## PAGE EXTRACT
The excuse of economic disparities fails miserably to justify violence and harassment, however. For some observers, it also brings up memories of Nazi persecution of Jews, African attacks on Indian merchants, and recent murders, , and robberies of ethnic Chinese in Indonesia . All of these atrocities were committed against people deemed economically well off by larger masses facing difficult times.

In any case, the economic disparities rationale falls apart in the many instances where racism flourishes in the absence of class differences. At San Francisco ’s Hunter’s Point public housing complex, for instance, low-income Southeast Asian residents, who are in the minority, have consistently encountered racial harassment from their black neighbors. Racial slurs, physical threats, violence, and destruction of property have festered for years. Philip Nguyen of the Southeast Asian Community Center, who has worked on the case for years, notes that there are no economic differences between the Asian and black families in the complex. The Asians, he says, are very quiet and have made every effort to befriend the black residents, yet serious friction has persisted for ten years.

Joe Hicks, executive director of the Los Angeles City Human Relations Commission, painstakingly tried to bring blacks and Asians together after the Rodney King riots. He believes that "much of the hostilities are due to blacks’ jealousy of Asian economic success, a sense of alienation, and the self-perpetuating belief that blacks will always lose out in the racial equation in America ." He adds that "certainly economics gives a basis to many of the problems," but asserts that "even if tomorrow we can have a level playing field for both racial groups, we would still have animosity and racial strife" because prejudices would still remain.

Asian activists who are not otherwise inclined to ignore prejudice are often strangely anxious to apologize for black racism. In interviews, they note that Asians harbor many prejudices against blacks too. This explanation, however, has no power to explain the kind of harassment I and many others like me experienced as young immigrant children beginning life with no animus toward anyone.

Asian prejudice toward blacks surely exists. But whatever biases might be harbored in the minds of Asian immigrants, many of whom had never seen a black person before arriving in the U.S., they certainly don’t rate at the level of destroying black people’s property, scaring their elderly folk, or threatening and assaulting their children–the kinds of pressures Asians in many urban areas now endure routinely. Asian youths in particular typically start out with little or no inclination to distrust or dislike African Americans. Young Asians are usually far more willing than their parents to accept a new country and new friends, including black ones. In many cases, it was only after innumerable frightening chases, assaults, and humiliations that Asian attitudes toward blacks turned defensive. Those of us whose open minds were confronted with hostility and hatred will never accept the insulting assertion that our suffering resulted from our own prejudices.

## WHAT YOU NEED TO DO
[A] Answer these questions from the passage on racial harassment:
(i) What organization is Philip Nguyen with?
(ii) For how long has serious friction persisted at the Hunter's Point complex?
(iii) What position does Joe Hicks hold?
[B] According to the passage on racial harassment, why does the economic disparities rationale fall apart? Explain in one to three sentences.
[C] Transcribe the passage on racial harassment from "Asian activists who" up to and including "animus toward anyone.".
The records that follow were drawn from a separate source and are unrelated to the passage on racial harassment.

## SUPPLIED ENTRIES
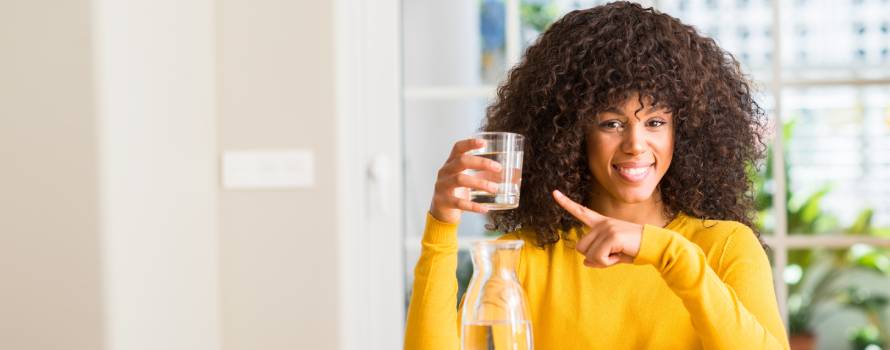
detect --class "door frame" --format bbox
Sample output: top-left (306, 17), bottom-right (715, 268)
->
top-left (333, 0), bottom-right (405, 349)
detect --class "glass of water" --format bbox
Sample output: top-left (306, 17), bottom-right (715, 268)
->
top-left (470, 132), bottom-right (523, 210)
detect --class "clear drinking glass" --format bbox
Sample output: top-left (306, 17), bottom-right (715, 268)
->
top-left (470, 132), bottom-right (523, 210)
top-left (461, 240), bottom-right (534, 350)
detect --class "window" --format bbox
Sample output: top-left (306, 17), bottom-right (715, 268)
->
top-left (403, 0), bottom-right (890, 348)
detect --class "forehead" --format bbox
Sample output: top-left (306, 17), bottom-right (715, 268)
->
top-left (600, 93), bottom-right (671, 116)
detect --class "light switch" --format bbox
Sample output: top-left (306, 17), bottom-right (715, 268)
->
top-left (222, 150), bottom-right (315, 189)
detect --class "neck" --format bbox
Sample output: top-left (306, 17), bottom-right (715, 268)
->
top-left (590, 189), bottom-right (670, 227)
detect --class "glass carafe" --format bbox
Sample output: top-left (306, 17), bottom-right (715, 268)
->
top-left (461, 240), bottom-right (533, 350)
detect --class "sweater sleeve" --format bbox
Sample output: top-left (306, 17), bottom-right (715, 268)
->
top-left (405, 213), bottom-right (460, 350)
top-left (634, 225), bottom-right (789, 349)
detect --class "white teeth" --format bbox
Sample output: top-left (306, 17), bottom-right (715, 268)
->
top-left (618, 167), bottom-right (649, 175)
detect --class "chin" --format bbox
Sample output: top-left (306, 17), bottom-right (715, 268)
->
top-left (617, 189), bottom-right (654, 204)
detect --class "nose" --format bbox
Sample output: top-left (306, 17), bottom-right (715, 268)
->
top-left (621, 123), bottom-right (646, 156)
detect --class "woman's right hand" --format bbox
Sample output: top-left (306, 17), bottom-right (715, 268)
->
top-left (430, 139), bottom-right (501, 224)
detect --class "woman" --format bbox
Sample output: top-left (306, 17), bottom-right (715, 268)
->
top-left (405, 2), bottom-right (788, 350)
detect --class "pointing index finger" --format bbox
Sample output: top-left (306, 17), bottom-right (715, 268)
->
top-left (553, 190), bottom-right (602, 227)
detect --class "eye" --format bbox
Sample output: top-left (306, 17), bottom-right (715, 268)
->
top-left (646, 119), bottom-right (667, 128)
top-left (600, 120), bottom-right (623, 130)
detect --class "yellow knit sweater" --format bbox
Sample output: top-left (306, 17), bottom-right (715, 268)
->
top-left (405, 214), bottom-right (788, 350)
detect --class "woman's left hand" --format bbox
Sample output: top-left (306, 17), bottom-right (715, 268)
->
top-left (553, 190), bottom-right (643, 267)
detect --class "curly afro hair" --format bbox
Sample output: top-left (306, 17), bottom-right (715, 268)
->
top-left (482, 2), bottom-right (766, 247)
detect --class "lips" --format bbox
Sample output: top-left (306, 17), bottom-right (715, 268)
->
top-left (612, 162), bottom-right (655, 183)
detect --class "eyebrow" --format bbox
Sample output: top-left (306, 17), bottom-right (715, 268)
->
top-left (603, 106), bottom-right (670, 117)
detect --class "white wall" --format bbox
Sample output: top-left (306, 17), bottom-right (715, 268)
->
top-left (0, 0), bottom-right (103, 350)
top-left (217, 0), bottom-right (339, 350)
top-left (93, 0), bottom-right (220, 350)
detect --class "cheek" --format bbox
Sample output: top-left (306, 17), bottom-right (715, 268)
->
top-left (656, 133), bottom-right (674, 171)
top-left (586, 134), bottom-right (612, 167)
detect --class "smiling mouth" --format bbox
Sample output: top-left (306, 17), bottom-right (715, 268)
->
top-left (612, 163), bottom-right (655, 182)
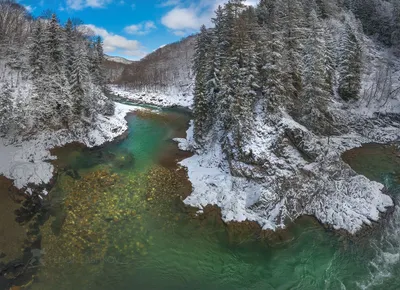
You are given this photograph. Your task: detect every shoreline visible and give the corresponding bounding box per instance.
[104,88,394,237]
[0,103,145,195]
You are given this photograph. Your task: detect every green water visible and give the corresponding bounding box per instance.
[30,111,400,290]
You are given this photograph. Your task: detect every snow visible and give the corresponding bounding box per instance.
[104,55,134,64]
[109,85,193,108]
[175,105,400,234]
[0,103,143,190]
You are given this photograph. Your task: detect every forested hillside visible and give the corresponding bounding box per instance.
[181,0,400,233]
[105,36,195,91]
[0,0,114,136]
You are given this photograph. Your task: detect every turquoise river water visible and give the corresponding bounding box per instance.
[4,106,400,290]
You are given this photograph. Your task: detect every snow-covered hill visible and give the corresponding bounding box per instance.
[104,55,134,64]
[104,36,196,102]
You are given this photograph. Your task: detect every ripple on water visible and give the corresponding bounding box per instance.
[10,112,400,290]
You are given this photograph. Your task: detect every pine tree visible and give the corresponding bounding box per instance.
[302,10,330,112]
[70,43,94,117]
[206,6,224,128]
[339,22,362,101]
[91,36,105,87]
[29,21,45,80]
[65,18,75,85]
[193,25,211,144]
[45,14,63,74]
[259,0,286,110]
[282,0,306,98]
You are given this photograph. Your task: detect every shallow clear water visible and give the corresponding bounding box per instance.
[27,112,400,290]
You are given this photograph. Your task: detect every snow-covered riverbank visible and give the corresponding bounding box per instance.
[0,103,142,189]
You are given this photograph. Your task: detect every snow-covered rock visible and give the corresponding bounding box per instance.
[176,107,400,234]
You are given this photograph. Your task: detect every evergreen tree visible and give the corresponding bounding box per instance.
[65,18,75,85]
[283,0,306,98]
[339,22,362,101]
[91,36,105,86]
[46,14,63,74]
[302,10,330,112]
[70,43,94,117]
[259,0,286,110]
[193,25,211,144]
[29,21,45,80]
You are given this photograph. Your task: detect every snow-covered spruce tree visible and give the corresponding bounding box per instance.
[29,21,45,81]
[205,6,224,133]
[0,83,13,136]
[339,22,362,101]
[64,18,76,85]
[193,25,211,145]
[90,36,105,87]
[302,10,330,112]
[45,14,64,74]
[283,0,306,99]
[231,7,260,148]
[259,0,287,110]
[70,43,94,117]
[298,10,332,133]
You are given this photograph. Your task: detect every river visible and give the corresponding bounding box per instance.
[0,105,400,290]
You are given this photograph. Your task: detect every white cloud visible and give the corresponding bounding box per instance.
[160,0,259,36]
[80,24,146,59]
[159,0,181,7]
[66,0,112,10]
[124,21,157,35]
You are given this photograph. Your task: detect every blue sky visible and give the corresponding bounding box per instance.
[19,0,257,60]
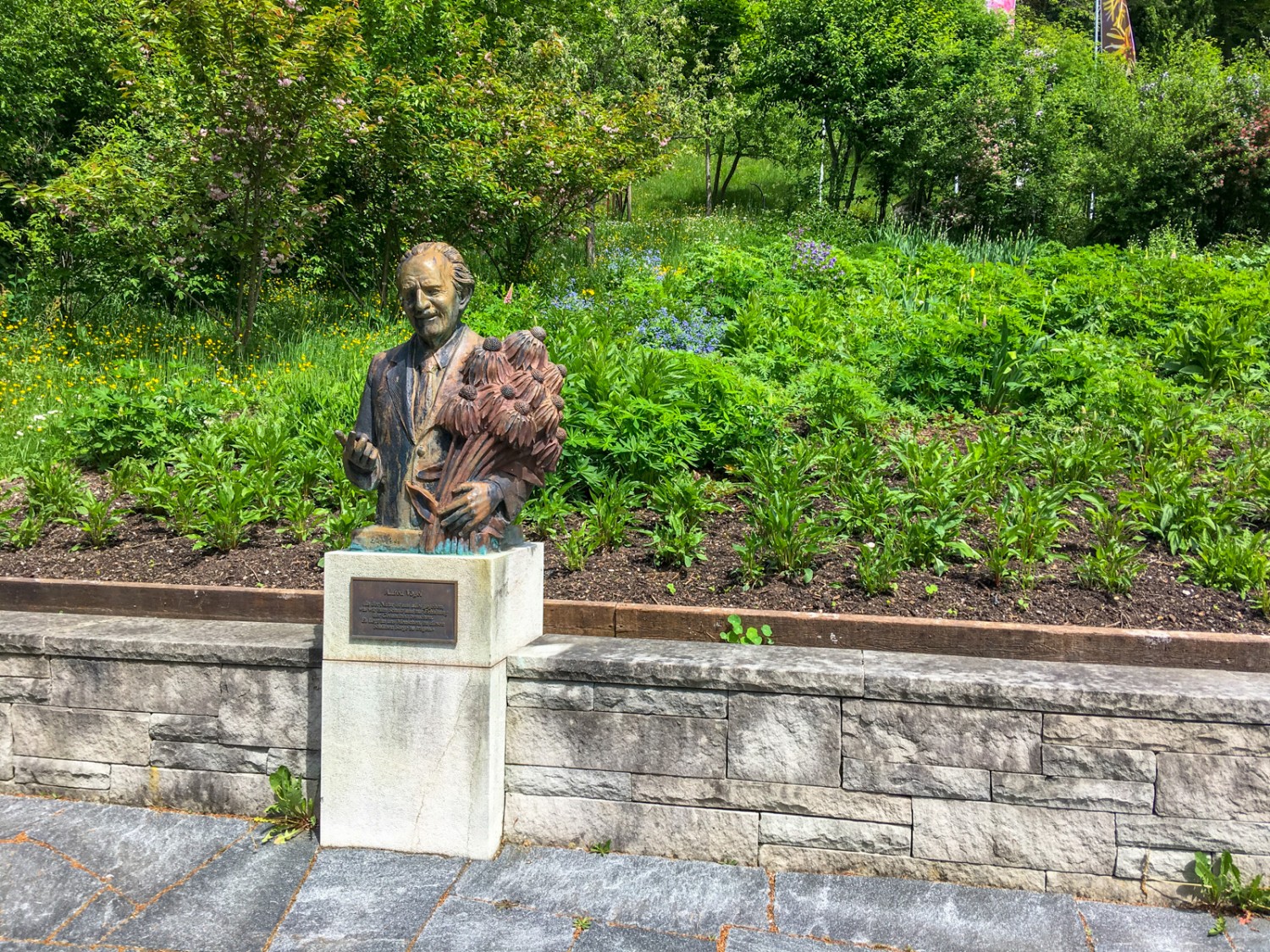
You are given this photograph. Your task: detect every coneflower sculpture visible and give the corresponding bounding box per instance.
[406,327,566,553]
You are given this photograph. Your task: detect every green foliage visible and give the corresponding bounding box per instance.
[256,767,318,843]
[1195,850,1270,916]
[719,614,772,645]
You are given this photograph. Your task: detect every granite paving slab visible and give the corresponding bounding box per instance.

## SOLUTIONS TO EACH TASK
[A]
(i) The Southeast Asian Community Center.
(ii) Ten years.
(iii) Executive director of the Los Angeles City Human Relations Commission.

[B] It falls apart because racism flourishes in many cases where there are no class differences. At San Francisco's Hunter's Point public housing complex, there are no economic differences between the Asian and black families, yet the low-income Southeast Asian residents have consistently encountered racial harassment from their black neighbors.

[C]
Asian activists who are not otherwise inclined to ignore prejudice are often strangely anxious to apologize for black racism. In interviews, they note that Asians harbor many prejudices against blacks too. This explanation, however, has no power to explain the kind of harassment I and many others like me experienced as young immigrant children beginning life with no animus toward anyone.